Aim of the exercise: Pull each line containing "orange" out of the data and copy it.

(Natural-language object grounding data)

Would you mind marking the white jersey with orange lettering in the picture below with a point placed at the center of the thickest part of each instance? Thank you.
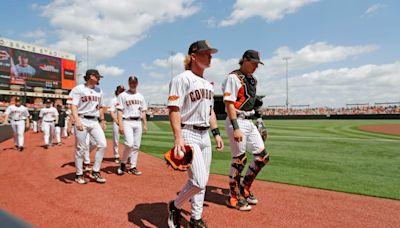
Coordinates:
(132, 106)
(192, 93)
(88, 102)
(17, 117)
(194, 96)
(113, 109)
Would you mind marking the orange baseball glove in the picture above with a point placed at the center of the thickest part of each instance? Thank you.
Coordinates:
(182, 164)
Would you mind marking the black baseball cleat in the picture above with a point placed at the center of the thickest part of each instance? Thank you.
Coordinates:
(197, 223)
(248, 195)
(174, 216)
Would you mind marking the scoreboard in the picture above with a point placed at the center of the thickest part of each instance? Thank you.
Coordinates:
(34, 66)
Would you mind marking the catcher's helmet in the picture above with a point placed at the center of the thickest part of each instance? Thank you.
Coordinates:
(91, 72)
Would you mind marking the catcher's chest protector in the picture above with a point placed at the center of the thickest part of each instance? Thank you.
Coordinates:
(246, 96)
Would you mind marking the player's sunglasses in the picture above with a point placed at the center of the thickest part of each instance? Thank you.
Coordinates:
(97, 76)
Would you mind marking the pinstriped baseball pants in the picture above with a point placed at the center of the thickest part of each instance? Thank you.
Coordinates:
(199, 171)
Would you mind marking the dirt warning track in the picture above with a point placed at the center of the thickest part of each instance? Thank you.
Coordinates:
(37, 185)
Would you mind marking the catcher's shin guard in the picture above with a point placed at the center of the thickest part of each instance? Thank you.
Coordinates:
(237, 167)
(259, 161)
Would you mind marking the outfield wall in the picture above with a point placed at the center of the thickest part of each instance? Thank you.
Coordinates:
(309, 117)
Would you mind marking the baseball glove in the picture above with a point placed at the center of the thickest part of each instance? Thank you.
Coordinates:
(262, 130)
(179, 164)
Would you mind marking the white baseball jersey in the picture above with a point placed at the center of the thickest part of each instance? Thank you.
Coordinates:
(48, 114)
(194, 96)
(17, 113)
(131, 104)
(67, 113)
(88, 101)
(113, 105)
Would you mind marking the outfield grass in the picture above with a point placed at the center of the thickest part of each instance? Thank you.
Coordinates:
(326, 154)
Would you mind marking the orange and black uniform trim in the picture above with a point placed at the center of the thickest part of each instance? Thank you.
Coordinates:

Solution for this task:
Would you mind marking the white jersey with orange lettering in the picture below with a point placed at the center of the thickest part of each instance? Thank you.
Would you mind marking the orange baseball glove in the picture above with a point placed at the center of the thickest part of each instance? Thank you.
Would you mind marking the orange and black uniform trim in the picture above with a point placed at the center of the thickest part of each instance? Thank you.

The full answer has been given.